EXERCISE DESCRIPTION | Wherever the word "kangaroo" appears in a line of the data, that line should be copied.
:: GIVEN ENTRIES ::
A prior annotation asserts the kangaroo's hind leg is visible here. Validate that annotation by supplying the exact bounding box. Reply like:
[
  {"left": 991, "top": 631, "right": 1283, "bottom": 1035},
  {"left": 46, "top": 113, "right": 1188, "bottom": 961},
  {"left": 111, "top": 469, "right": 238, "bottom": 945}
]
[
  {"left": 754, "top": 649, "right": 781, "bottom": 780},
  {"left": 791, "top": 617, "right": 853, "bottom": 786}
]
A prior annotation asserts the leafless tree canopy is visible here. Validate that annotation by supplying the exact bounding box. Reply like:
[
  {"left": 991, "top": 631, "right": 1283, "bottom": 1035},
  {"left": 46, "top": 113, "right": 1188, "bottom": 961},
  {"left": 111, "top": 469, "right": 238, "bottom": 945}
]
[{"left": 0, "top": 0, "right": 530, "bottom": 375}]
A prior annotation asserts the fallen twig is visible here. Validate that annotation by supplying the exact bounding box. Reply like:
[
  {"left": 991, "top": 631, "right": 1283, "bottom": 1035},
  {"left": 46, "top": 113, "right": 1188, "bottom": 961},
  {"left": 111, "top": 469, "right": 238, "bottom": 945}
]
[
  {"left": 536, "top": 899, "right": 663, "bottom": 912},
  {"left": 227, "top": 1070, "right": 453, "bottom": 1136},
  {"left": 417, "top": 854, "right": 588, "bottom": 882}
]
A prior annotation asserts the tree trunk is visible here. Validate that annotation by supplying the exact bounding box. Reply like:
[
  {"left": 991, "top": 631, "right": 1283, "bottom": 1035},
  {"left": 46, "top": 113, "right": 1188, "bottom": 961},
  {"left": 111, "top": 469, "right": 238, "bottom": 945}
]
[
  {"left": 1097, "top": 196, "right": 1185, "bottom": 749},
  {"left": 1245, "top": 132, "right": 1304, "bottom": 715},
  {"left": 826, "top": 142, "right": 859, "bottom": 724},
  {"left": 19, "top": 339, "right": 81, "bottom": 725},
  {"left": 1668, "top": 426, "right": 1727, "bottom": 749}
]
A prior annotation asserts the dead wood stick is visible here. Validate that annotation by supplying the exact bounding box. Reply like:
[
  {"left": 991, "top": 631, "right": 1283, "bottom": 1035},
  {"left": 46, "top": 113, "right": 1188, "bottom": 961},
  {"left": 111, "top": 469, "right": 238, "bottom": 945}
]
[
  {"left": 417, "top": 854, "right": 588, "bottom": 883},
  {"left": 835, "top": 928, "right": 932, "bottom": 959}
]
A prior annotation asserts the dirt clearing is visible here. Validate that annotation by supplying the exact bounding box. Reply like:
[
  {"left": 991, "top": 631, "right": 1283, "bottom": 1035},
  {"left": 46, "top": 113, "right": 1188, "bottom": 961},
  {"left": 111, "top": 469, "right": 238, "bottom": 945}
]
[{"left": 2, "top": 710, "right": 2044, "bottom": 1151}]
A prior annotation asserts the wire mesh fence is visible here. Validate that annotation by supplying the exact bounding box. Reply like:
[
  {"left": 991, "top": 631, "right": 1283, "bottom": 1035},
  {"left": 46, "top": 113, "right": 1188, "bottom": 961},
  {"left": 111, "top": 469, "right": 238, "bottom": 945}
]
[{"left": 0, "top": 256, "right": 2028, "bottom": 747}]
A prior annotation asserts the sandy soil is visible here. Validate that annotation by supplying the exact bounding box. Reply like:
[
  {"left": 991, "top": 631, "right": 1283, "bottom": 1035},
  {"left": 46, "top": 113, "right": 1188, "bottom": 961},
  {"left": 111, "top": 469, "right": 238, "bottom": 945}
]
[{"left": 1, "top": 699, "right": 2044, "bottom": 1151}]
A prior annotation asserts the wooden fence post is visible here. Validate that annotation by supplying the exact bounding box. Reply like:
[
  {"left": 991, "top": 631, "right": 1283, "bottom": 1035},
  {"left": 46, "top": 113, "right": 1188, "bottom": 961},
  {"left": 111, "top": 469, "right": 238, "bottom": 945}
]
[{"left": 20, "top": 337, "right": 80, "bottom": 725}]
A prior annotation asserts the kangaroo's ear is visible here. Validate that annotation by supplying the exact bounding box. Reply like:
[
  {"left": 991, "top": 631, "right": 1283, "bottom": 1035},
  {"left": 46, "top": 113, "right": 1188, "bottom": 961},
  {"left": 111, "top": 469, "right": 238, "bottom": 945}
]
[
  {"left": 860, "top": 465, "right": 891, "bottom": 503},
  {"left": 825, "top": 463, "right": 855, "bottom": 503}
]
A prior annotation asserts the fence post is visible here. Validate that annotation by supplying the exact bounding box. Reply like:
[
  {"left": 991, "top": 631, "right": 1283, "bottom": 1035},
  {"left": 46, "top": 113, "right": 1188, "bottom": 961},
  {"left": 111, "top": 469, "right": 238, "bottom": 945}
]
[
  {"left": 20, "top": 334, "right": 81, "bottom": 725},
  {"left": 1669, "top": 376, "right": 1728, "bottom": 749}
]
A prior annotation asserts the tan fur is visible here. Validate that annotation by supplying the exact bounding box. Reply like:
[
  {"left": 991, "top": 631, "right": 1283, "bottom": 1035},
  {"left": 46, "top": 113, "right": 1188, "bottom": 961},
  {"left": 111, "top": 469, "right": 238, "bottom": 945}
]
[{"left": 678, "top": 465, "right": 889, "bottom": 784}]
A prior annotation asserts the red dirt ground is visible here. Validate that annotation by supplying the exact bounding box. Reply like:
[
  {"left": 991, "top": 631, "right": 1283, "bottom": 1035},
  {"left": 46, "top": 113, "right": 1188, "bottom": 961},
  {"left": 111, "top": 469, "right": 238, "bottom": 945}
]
:::
:: GIVEN ENTRIES ::
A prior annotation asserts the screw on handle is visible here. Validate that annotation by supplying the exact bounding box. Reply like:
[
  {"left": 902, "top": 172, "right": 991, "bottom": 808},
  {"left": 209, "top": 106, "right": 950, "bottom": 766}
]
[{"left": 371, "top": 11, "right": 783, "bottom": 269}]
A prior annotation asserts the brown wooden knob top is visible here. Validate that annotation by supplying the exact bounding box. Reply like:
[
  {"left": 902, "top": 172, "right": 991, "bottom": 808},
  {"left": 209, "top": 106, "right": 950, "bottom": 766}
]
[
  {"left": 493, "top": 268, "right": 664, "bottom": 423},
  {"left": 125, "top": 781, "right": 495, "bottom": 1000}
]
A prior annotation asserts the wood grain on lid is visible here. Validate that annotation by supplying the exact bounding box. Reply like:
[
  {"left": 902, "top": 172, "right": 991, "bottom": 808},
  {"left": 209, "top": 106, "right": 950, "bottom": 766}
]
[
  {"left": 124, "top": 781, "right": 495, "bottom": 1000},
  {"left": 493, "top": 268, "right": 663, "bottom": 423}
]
:::
:: GIVEN ENTRIES ::
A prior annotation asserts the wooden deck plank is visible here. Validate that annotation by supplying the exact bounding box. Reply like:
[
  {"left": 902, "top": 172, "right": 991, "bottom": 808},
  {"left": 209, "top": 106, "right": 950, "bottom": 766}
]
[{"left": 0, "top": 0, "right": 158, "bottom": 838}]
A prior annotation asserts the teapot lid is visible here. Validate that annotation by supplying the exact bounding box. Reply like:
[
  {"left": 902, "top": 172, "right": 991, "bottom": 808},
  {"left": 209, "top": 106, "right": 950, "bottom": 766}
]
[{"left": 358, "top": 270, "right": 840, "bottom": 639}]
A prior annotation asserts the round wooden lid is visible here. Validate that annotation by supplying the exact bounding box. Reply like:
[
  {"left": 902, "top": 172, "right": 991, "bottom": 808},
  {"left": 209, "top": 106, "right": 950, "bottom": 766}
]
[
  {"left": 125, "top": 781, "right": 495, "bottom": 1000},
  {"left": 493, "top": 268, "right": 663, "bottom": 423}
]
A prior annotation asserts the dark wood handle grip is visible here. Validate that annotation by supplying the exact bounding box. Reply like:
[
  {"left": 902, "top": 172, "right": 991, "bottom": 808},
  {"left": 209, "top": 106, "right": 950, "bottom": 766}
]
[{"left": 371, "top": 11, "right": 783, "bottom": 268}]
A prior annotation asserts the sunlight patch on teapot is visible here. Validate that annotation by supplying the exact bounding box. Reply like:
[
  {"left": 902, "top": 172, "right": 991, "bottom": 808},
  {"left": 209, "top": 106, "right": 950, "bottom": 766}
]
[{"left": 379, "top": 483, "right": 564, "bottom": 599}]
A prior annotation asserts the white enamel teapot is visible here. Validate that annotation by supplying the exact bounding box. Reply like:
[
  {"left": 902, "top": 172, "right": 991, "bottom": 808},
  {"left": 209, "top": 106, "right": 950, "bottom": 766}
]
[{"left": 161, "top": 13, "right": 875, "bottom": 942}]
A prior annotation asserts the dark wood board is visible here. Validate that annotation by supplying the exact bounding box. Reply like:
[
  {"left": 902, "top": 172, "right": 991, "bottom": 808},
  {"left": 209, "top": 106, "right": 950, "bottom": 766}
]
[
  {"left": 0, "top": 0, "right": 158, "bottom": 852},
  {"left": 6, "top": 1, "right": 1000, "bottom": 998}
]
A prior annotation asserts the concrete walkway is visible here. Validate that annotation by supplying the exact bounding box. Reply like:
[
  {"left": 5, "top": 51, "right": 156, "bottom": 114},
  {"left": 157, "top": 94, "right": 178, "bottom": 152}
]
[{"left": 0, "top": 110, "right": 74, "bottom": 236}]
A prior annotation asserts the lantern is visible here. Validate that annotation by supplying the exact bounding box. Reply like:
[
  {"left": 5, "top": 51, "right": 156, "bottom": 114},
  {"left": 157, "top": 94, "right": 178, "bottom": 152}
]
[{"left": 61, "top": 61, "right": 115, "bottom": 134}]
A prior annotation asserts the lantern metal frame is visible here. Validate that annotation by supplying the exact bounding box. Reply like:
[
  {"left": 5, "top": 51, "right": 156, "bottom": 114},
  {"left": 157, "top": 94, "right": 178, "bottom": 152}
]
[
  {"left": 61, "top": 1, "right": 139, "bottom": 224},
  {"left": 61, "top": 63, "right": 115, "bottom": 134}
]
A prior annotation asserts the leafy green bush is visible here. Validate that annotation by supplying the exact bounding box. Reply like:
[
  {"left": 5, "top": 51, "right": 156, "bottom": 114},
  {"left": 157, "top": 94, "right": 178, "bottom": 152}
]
:::
SOLUTION FOR THIS PROBLEM |
A prior annotation asserts the kangaroo's hind leg is visible here. Validate that annotation by supplying the exact bounding box. Reply like:
A prior annotation asserts the kangaroo's ear is visible here. Validate that annotation by supplying the exact bounding box. Reply like:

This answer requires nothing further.